§ **What needs to be done**
Copy out every row below, requests included, and shift each answer's bounding box coordinates by adding -100 to every number. Leave the requests and their format samples unchanged.

§ **Record set**
========

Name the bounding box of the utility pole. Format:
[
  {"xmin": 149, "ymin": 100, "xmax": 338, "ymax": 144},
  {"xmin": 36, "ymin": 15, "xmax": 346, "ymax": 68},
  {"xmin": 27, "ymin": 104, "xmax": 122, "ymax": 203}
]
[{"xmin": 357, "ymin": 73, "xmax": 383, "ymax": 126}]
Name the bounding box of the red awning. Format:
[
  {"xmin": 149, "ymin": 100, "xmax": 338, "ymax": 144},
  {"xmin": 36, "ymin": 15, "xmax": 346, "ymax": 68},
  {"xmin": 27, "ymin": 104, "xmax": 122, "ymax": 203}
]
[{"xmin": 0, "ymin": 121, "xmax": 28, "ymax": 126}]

========

§ **Reply**
Name the bounding box of the utility pole. Format:
[
  {"xmin": 149, "ymin": 100, "xmax": 338, "ymax": 144},
  {"xmin": 36, "ymin": 15, "xmax": 346, "ymax": 68},
  {"xmin": 27, "ymin": 104, "xmax": 122, "ymax": 203}
]
[{"xmin": 257, "ymin": -27, "xmax": 283, "ymax": 26}]
Name the bounding box of the red awning. Format:
[
  {"xmin": 149, "ymin": 100, "xmax": 338, "ymax": 144},
  {"xmin": 36, "ymin": 15, "xmax": 346, "ymax": 68},
  {"xmin": 27, "ymin": 104, "xmax": 122, "ymax": 203}
]
[{"xmin": -100, "ymin": 21, "xmax": -72, "ymax": 26}]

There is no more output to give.